Extract to read »
[START]
The footage above is not meant to be a polished piece of film making. My goal was to test the visual quality and usability of a $349 point and shoot camera. Let's face it, whether you use a $2500 Canon 5dmk2 or a $10,000 professional video camera you're still just getting 1400 by 1000 pixels per channel for a file of around 2 megapixels. I figured that, with good lighting, the Canon SX20is might be up to the challenge.

If you go cheap here's what you get: A 12 megapixel still camera that also "moonlights" as a 720p HD camera. Two decent, directional microphones (and, what's this? settable manual audio levels----if you want them). How about a zoom that works (sllently) during taping as well as several autofocus and manual focus options. I'll let you judge the cleanliness of the files.

So, is this the painstaking work of weeks? No. It's an hour of walking around in downtown Austin on a sunday afternoon and about 1/2 hour of editing on an old copy of iMovie 08 a couple of weeks later, after finding the footage on a card I was about to reformat. That's about it. Coupled with canned RF sounds from Apple and a free upload to Vimeo. Need to see what the HD version looks like on Vimeo? You can go here: http://www.vimeo.com/9094309

So, what did I find out? That it takes practice to do smooth pans with a fluid head. That cheap cameras don't always zoom nicely. That the image quality with good light is very usable. That I'll be buying a separate audio recorder and a shotgun microphone sooner rather than later. And that Apple and Canon have made it easier to capture video but no less easy to come up with a great idea and great direction. My take away? The real magic in video is the planning, the script and the sound. Getting pretty pictures is less complex.
[END]
Problems to work on »
1. Format part of the rows below as a numbered list, dropping any blank lines: begin at the line that has "Check that every instance of the construction crane" and stop after the line that has "[[47, 125]]". Leave the pictures out.
2. Resume the write-up about testing the Canon SX20is for video, starting after its final sentence.

Records to process »
[START]
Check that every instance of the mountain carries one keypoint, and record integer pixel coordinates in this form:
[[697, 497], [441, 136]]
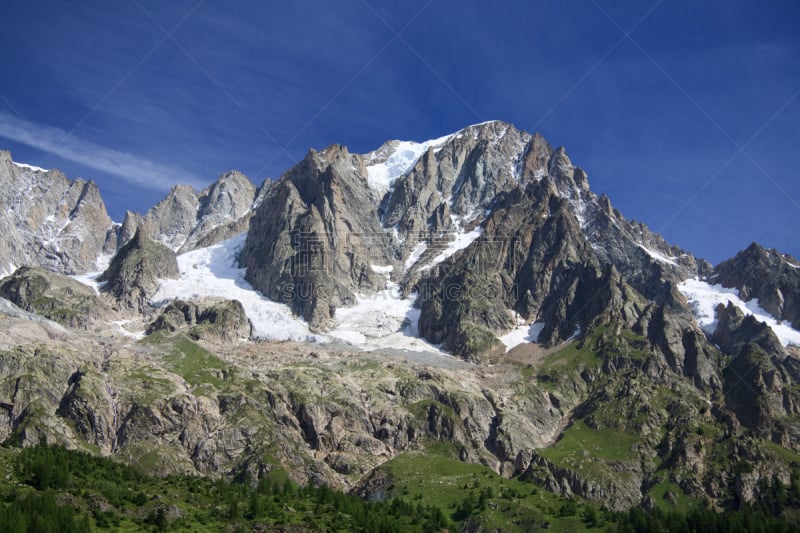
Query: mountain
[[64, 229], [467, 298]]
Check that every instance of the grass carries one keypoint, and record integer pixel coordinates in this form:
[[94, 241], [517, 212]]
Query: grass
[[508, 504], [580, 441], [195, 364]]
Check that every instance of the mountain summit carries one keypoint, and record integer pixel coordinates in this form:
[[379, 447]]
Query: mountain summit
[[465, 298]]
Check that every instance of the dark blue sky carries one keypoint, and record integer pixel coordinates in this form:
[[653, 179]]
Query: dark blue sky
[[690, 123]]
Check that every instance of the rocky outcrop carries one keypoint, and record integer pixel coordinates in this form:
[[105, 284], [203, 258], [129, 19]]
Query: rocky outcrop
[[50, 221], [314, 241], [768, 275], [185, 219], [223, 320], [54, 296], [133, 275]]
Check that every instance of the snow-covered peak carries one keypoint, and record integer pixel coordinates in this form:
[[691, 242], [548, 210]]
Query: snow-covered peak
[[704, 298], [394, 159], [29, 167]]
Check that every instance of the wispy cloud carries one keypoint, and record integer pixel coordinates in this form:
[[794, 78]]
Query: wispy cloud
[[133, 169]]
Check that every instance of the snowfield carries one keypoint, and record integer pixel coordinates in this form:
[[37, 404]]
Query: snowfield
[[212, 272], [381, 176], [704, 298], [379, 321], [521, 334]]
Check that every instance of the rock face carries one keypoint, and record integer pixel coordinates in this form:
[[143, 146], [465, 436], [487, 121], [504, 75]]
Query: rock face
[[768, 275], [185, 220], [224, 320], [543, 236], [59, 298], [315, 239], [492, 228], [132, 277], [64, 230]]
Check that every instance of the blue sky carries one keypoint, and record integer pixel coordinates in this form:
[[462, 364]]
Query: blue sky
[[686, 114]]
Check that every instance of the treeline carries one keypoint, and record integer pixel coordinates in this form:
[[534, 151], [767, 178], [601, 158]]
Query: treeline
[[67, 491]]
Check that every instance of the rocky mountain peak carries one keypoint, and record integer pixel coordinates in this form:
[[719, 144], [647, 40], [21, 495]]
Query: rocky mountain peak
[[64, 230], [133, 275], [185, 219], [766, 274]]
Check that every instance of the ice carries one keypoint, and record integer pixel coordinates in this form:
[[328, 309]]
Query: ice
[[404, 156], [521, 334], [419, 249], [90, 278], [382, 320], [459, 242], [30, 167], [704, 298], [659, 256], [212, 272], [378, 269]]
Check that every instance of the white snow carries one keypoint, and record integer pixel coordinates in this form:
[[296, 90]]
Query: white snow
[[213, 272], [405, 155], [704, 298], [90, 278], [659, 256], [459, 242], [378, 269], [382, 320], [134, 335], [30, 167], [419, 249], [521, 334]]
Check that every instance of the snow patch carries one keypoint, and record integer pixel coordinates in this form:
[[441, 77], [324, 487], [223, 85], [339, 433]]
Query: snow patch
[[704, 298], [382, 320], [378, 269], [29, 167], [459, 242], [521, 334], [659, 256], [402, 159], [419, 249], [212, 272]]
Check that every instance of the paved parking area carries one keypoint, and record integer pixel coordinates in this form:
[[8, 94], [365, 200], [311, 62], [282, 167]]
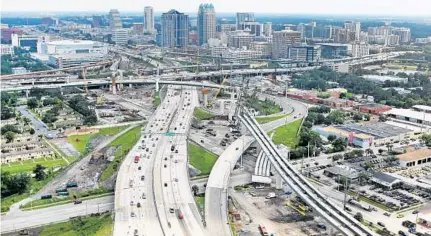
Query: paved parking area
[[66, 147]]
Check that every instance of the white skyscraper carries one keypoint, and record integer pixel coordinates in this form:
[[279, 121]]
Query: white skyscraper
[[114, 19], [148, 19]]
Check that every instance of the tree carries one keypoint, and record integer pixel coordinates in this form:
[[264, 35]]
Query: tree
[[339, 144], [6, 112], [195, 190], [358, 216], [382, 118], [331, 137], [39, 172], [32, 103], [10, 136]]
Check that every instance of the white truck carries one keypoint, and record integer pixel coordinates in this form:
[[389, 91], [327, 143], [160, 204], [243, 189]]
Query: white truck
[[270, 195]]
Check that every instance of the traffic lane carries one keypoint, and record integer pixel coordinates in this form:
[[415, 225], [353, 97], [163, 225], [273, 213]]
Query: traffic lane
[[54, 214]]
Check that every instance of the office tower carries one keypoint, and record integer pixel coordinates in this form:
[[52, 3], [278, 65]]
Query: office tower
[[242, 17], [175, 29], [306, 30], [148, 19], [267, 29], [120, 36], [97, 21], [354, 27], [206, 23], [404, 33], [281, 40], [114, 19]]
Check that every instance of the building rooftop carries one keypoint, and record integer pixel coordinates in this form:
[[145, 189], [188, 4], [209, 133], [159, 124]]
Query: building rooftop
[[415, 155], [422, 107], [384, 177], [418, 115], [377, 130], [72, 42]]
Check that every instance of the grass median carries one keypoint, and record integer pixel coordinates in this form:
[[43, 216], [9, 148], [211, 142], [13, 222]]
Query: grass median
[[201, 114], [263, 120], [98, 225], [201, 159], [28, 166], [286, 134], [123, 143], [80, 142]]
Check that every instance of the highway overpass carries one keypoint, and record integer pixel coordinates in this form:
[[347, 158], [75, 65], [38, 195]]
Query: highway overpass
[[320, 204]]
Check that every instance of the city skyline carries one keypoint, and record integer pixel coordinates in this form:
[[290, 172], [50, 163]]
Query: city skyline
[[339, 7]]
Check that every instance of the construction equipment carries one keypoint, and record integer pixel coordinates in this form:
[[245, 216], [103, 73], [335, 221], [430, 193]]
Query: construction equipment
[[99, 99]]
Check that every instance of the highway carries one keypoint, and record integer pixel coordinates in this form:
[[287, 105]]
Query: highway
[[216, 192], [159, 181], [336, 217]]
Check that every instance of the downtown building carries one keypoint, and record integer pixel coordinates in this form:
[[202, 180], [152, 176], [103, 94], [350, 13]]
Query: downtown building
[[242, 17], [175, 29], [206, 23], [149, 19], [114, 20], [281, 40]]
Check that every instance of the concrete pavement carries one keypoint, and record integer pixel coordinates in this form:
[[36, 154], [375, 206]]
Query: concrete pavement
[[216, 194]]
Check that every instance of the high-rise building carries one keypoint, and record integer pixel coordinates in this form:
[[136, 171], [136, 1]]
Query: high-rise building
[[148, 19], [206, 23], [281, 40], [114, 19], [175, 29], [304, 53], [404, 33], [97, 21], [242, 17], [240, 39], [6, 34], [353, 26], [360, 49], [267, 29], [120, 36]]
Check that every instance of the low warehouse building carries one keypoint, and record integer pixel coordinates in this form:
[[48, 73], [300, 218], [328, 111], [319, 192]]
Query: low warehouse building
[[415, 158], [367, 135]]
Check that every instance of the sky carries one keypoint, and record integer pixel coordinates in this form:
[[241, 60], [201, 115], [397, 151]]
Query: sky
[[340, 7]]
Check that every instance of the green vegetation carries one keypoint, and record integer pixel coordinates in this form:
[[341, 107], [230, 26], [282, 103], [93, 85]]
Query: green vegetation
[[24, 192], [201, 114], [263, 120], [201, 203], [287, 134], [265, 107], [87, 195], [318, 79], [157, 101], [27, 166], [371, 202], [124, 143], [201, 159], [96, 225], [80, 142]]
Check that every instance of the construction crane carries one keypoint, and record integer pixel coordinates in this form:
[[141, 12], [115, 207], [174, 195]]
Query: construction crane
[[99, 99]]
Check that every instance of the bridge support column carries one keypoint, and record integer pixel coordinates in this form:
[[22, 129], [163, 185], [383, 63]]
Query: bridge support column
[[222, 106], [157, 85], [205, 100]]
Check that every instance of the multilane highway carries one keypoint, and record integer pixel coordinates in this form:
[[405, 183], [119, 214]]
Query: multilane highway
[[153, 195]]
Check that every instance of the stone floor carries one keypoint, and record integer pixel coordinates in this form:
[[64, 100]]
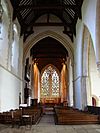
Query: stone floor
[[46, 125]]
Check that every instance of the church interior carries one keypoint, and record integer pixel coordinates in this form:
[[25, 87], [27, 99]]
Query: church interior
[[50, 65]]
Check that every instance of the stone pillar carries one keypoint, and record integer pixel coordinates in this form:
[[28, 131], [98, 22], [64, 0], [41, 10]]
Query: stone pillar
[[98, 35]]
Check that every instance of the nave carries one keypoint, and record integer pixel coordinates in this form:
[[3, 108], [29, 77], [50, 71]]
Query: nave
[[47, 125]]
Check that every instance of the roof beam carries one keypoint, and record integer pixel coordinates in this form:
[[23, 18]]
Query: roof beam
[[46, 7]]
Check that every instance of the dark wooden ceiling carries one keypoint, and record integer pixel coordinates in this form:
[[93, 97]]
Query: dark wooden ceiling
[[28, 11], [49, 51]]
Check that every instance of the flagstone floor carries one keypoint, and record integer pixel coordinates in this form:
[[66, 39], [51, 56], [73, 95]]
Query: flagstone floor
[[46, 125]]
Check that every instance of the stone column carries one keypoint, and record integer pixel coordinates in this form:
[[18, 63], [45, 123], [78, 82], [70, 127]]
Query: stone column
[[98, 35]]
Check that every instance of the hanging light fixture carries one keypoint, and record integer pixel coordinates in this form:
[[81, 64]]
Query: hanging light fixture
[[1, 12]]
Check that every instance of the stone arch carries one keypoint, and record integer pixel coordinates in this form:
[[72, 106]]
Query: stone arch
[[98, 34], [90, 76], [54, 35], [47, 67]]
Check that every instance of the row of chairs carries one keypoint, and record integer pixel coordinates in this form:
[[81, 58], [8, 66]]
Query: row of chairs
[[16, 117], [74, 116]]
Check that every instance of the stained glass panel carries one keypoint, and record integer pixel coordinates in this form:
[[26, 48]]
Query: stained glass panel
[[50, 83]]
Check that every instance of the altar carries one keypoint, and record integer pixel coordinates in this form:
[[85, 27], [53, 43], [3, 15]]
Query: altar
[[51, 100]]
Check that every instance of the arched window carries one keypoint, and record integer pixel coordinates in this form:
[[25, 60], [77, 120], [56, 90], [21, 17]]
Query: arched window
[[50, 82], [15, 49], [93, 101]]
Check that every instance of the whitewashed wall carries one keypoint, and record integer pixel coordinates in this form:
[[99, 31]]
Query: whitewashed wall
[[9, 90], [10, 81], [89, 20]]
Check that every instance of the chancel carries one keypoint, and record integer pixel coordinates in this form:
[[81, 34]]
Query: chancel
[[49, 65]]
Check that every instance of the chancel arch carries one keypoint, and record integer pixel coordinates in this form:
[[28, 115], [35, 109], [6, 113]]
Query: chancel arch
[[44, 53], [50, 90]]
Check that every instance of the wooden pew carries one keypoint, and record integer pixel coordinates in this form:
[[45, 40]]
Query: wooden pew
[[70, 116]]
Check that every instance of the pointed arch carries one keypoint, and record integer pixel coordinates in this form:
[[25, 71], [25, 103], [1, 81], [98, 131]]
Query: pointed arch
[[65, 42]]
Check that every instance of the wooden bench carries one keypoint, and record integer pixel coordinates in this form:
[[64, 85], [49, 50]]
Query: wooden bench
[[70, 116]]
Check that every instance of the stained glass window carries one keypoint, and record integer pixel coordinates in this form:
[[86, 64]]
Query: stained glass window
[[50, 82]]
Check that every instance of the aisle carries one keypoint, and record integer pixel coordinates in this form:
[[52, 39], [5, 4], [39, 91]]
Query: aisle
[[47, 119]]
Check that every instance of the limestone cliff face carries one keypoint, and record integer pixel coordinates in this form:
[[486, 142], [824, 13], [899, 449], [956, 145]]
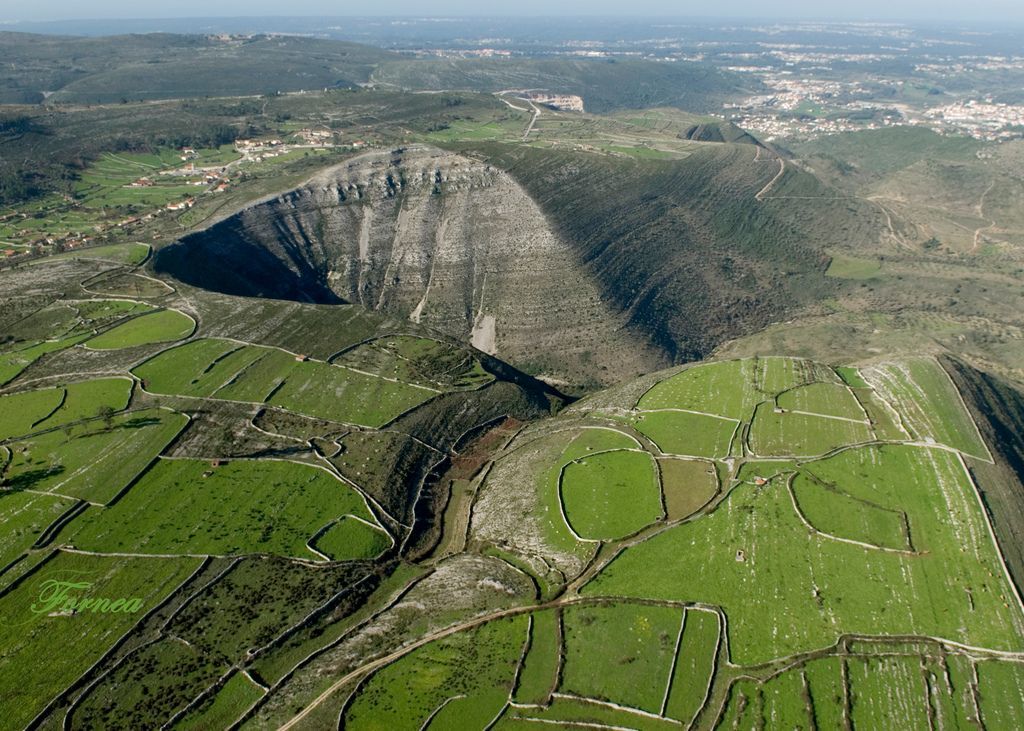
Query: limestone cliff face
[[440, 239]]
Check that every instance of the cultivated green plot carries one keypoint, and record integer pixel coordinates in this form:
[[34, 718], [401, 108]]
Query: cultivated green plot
[END]
Results »
1.
1. Check that every instance of the construction crane carries one keypoint, and record integer pixel coordinates in this form:
2. [[141, 12], [115, 207], [174, 195]]
3. Query: construction crane
4. [[99, 99]]
5. Check that every instance of the bridge support column carries one keypoint, and record integer pixel coordinates in this form:
6. [[22, 129], [163, 185], [383, 63]]
7. Query: bridge support column
8. [[222, 106], [157, 85], [205, 100]]
9. Check that every instance of the multilane highway carries one keypoint, and record integer pixel coordinates in this form:
10. [[405, 183], [119, 214]]
11. Query: multilane highway
12. [[153, 195]]
13. Check that every instance of the stone floor carries one keypoint, and record integer pixel coordinates in this form:
14. [[64, 100]]
15. Query: stone floor
16. [[46, 125]]
17. Check that every instance of the church interior carries one keypoint, and record integer pixel coordinates in this form:
18. [[25, 87], [27, 99]]
19. Query: church interior
20. [[50, 65]]
21. Check that every instance of the stone pillar carries one keypoint, and record integer pixel coordinates in this form:
22. [[28, 131], [98, 22], [64, 0], [41, 10]]
23. Query: stone pillar
24. [[98, 35]]
25. Check that every instance of the nave carries one keypoint, and record integer pixel coordinates in this form:
26. [[3, 108], [29, 77], [50, 71]]
27. Query: nave
28. [[47, 125]]

2.
So how does the Apple iPad fit in to all of this? Well, I think it's going to become the default device for all future magazines and newspapers. The iPad and other similar devices will reconstruct media as "apps" and people will buy them the same way the do games and songs on the iTunes store. Think about it. Great content that mixes still photos, video, type and audio interviews in one device that's large enough to comfortably take and read everywhere. Books, magazines, movies, TV shows, presentations and portfolios all in a device you can carry and use just about everywhere. And you can argue about whether or not it should have come with a camera or the ability to read flash but you just expose yourself as a previous generation thinker. Rev up those credit cards. This is one of those tectonic shifts that will revitalize the economy and our relationship with art and media. When everything is available you'll always want the good stuff. Prepare for the ascendency of the creative class. Get those IT guys out of the way before they get trampled.....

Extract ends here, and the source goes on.